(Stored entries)
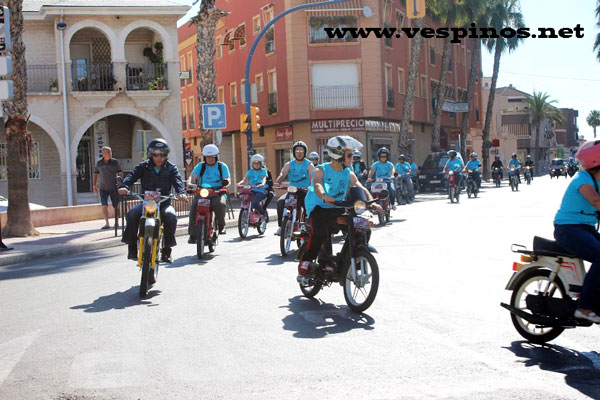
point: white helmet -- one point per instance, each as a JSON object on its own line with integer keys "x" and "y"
{"x": 257, "y": 158}
{"x": 210, "y": 150}
{"x": 337, "y": 146}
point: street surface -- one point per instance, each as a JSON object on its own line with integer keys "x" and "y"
{"x": 236, "y": 325}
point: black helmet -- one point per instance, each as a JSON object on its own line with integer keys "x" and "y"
{"x": 300, "y": 144}
{"x": 382, "y": 151}
{"x": 157, "y": 144}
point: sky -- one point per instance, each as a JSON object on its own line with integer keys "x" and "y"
{"x": 566, "y": 69}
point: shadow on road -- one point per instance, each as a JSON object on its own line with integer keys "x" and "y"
{"x": 119, "y": 301}
{"x": 579, "y": 369}
{"x": 314, "y": 319}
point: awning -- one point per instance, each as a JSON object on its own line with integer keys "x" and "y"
{"x": 350, "y": 7}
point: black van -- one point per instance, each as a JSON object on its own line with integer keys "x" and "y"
{"x": 431, "y": 175}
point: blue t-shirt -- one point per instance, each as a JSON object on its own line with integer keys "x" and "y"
{"x": 383, "y": 170}
{"x": 255, "y": 178}
{"x": 298, "y": 173}
{"x": 403, "y": 169}
{"x": 455, "y": 165}
{"x": 473, "y": 165}
{"x": 335, "y": 183}
{"x": 211, "y": 177}
{"x": 574, "y": 208}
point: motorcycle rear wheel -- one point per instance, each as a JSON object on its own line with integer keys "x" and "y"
{"x": 533, "y": 333}
{"x": 357, "y": 298}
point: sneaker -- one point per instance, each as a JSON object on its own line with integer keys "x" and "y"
{"x": 132, "y": 252}
{"x": 165, "y": 255}
{"x": 590, "y": 316}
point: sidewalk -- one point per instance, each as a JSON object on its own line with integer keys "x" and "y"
{"x": 85, "y": 236}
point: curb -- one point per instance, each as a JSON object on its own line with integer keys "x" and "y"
{"x": 10, "y": 259}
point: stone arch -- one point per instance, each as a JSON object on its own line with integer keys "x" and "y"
{"x": 110, "y": 34}
{"x": 56, "y": 138}
{"x": 172, "y": 140}
{"x": 168, "y": 50}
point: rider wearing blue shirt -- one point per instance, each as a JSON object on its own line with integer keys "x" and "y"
{"x": 384, "y": 169}
{"x": 574, "y": 225}
{"x": 257, "y": 176}
{"x": 473, "y": 165}
{"x": 299, "y": 171}
{"x": 210, "y": 174}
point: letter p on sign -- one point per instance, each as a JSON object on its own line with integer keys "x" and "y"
{"x": 213, "y": 116}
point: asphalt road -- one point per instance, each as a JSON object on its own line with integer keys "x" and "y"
{"x": 236, "y": 326}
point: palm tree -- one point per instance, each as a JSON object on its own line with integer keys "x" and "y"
{"x": 540, "y": 109}
{"x": 206, "y": 24}
{"x": 593, "y": 120}
{"x": 415, "y": 51}
{"x": 18, "y": 139}
{"x": 597, "y": 43}
{"x": 502, "y": 14}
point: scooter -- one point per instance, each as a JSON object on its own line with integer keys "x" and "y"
{"x": 545, "y": 286}
{"x": 250, "y": 218}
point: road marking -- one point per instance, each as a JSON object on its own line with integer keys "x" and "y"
{"x": 107, "y": 370}
{"x": 12, "y": 351}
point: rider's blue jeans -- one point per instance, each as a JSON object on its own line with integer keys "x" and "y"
{"x": 584, "y": 242}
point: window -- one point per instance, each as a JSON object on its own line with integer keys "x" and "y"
{"x": 243, "y": 91}
{"x": 219, "y": 46}
{"x": 260, "y": 84}
{"x": 33, "y": 162}
{"x": 192, "y": 113}
{"x": 184, "y": 115}
{"x": 400, "y": 81}
{"x": 233, "y": 93}
{"x": 317, "y": 27}
{"x": 256, "y": 27}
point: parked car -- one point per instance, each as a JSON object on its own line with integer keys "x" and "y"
{"x": 431, "y": 175}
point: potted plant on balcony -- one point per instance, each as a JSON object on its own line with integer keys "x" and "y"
{"x": 53, "y": 85}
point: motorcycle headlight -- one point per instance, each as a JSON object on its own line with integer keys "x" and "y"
{"x": 360, "y": 207}
{"x": 151, "y": 207}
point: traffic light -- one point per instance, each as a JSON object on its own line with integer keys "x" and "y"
{"x": 415, "y": 8}
{"x": 254, "y": 119}
{"x": 244, "y": 122}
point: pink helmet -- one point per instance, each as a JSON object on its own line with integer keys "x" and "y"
{"x": 589, "y": 154}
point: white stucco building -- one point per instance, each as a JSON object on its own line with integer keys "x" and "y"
{"x": 116, "y": 92}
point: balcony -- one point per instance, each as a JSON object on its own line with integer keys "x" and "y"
{"x": 272, "y": 103}
{"x": 332, "y": 97}
{"x": 390, "y": 97}
{"x": 42, "y": 79}
{"x": 147, "y": 77}
{"x": 92, "y": 77}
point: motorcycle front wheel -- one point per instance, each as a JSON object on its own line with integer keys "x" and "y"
{"x": 360, "y": 293}
{"x": 531, "y": 283}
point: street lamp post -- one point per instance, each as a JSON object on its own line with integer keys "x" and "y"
{"x": 249, "y": 61}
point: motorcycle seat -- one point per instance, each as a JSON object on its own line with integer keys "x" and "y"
{"x": 546, "y": 247}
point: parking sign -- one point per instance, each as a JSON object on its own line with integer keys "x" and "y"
{"x": 213, "y": 116}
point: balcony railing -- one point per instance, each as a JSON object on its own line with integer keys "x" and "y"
{"x": 335, "y": 97}
{"x": 147, "y": 77}
{"x": 390, "y": 97}
{"x": 42, "y": 78}
{"x": 272, "y": 103}
{"x": 92, "y": 77}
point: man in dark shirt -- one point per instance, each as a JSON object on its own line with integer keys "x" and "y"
{"x": 105, "y": 181}
{"x": 156, "y": 174}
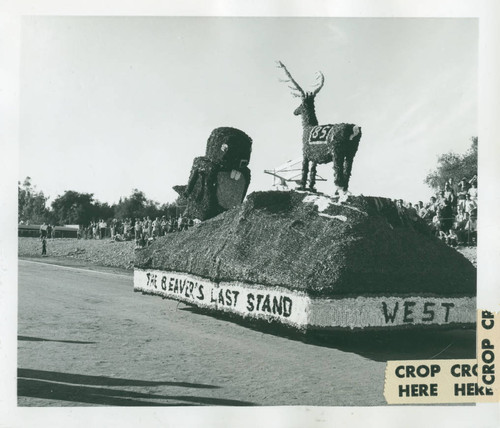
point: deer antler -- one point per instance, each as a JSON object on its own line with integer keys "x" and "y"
{"x": 321, "y": 78}
{"x": 295, "y": 86}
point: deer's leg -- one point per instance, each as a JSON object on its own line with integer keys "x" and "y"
{"x": 312, "y": 176}
{"x": 347, "y": 170}
{"x": 338, "y": 171}
{"x": 305, "y": 170}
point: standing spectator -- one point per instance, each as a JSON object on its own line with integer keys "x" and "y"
{"x": 125, "y": 228}
{"x": 138, "y": 231}
{"x": 102, "y": 229}
{"x": 449, "y": 195}
{"x": 156, "y": 227}
{"x": 113, "y": 228}
{"x": 43, "y": 230}
{"x": 463, "y": 188}
{"x": 44, "y": 246}
{"x": 163, "y": 226}
{"x": 469, "y": 204}
{"x": 473, "y": 189}
{"x": 411, "y": 212}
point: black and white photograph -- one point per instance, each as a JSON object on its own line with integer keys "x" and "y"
{"x": 237, "y": 211}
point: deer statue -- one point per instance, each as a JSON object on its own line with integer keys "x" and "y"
{"x": 323, "y": 143}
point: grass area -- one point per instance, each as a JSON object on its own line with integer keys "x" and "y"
{"x": 83, "y": 252}
{"x": 94, "y": 252}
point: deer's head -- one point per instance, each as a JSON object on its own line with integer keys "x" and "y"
{"x": 306, "y": 107}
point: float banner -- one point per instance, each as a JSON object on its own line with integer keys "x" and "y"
{"x": 246, "y": 300}
{"x": 387, "y": 312}
{"x": 299, "y": 310}
{"x": 449, "y": 381}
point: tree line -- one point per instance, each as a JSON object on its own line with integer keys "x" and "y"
{"x": 82, "y": 208}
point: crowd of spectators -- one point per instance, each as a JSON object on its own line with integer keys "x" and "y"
{"x": 143, "y": 231}
{"x": 451, "y": 213}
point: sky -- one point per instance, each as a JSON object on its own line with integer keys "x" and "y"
{"x": 110, "y": 104}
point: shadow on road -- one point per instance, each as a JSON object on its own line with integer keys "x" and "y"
{"x": 376, "y": 345}
{"x": 102, "y": 380}
{"x": 74, "y": 388}
{"x": 39, "y": 339}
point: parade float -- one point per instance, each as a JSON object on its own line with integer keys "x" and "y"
{"x": 303, "y": 259}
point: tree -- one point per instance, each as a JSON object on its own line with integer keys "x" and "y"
{"x": 74, "y": 208}
{"x": 454, "y": 166}
{"x": 31, "y": 203}
{"x": 136, "y": 205}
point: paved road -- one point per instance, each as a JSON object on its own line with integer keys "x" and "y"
{"x": 85, "y": 338}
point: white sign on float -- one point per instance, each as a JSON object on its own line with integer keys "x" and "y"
{"x": 259, "y": 302}
{"x": 299, "y": 310}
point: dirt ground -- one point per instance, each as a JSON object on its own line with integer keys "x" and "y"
{"x": 86, "y": 339}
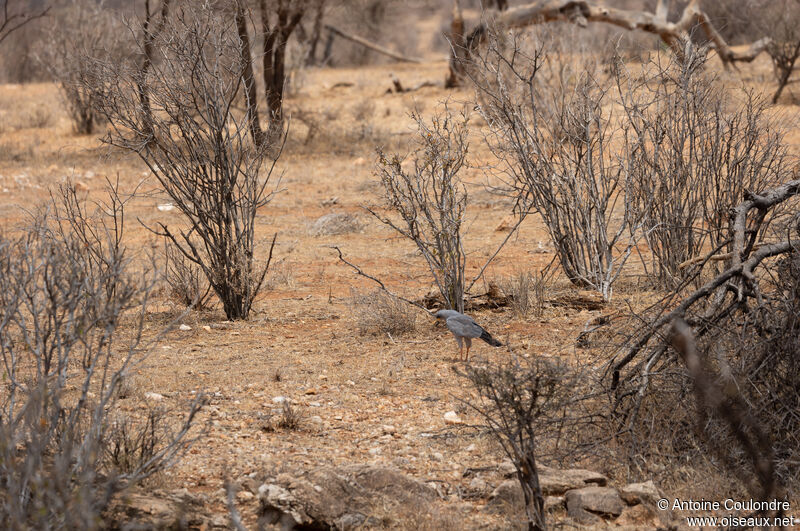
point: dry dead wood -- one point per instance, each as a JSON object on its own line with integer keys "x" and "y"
{"x": 581, "y": 12}
{"x": 728, "y": 404}
{"x": 372, "y": 46}
{"x": 738, "y": 279}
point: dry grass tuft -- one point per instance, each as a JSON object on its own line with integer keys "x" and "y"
{"x": 526, "y": 292}
{"x": 336, "y": 223}
{"x": 379, "y": 313}
{"x": 289, "y": 419}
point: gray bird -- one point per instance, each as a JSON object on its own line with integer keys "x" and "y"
{"x": 464, "y": 327}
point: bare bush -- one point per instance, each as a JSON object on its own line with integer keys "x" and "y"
{"x": 197, "y": 145}
{"x": 66, "y": 290}
{"x": 85, "y": 30}
{"x": 554, "y": 138}
{"x": 431, "y": 201}
{"x": 522, "y": 406}
{"x": 381, "y": 313}
{"x": 185, "y": 279}
{"x": 742, "y": 319}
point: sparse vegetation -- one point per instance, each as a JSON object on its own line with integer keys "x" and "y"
{"x": 67, "y": 287}
{"x": 659, "y": 343}
{"x": 380, "y": 313}
{"x": 198, "y": 147}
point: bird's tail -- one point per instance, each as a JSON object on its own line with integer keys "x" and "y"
{"x": 486, "y": 336}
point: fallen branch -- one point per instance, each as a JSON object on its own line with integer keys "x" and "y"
{"x": 581, "y": 12}
{"x": 372, "y": 46}
{"x": 738, "y": 278}
{"x": 728, "y": 405}
{"x": 381, "y": 285}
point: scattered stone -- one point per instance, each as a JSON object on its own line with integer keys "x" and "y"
{"x": 636, "y": 493}
{"x": 335, "y": 498}
{"x": 161, "y": 510}
{"x": 506, "y": 224}
{"x": 336, "y": 223}
{"x": 451, "y": 417}
{"x": 244, "y": 496}
{"x": 506, "y": 494}
{"x": 557, "y": 482}
{"x": 584, "y": 504}
{"x": 554, "y": 503}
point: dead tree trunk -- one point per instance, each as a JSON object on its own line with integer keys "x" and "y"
{"x": 372, "y": 46}
{"x": 249, "y": 79}
{"x": 287, "y": 15}
{"x": 581, "y": 12}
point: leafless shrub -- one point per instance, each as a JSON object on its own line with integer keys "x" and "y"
{"x": 85, "y": 30}
{"x": 730, "y": 408}
{"x": 185, "y": 279}
{"x": 695, "y": 157}
{"x": 380, "y": 313}
{"x": 197, "y": 145}
{"x": 523, "y": 405}
{"x": 427, "y": 202}
{"x": 742, "y": 319}
{"x": 66, "y": 289}
{"x": 131, "y": 443}
{"x": 554, "y": 136}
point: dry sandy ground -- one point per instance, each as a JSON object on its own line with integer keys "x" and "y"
{"x": 302, "y": 341}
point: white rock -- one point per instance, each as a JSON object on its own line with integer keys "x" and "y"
{"x": 451, "y": 417}
{"x": 244, "y": 495}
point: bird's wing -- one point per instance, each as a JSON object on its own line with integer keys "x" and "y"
{"x": 464, "y": 326}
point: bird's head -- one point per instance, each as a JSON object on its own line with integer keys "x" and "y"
{"x": 444, "y": 314}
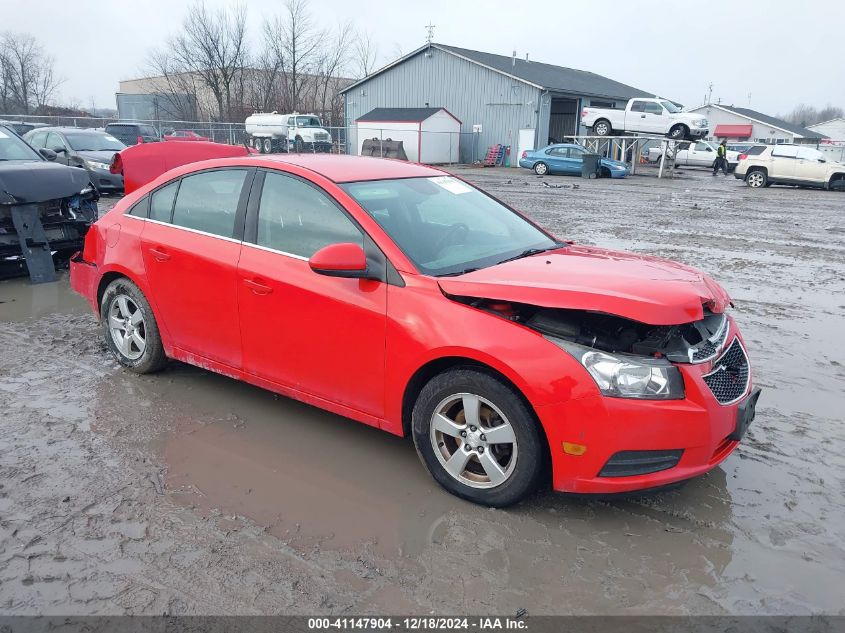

**EXERCISE BRIEF**
Locate each line in the listing that contains the word "white", and copy all of those lines.

**FULL ANSWER**
point: white helmet -- one point per instance, each as a JSON object on its own line with integer keys "x" and "y"
point: white stucco building -- one point per instance, each as a JSON object on its own line with integer keys "x" and "y"
point: black and white photograph -- one point per instance, each as a JSON object on its own line with integer keys "x" and "y"
point: white sign on float -- one point per instance, each as a JSON object on its own line with integer keys "x" and "y"
point: white rock -- one point per instance, each as a JSON object on its own line with integer keys "x" and "y"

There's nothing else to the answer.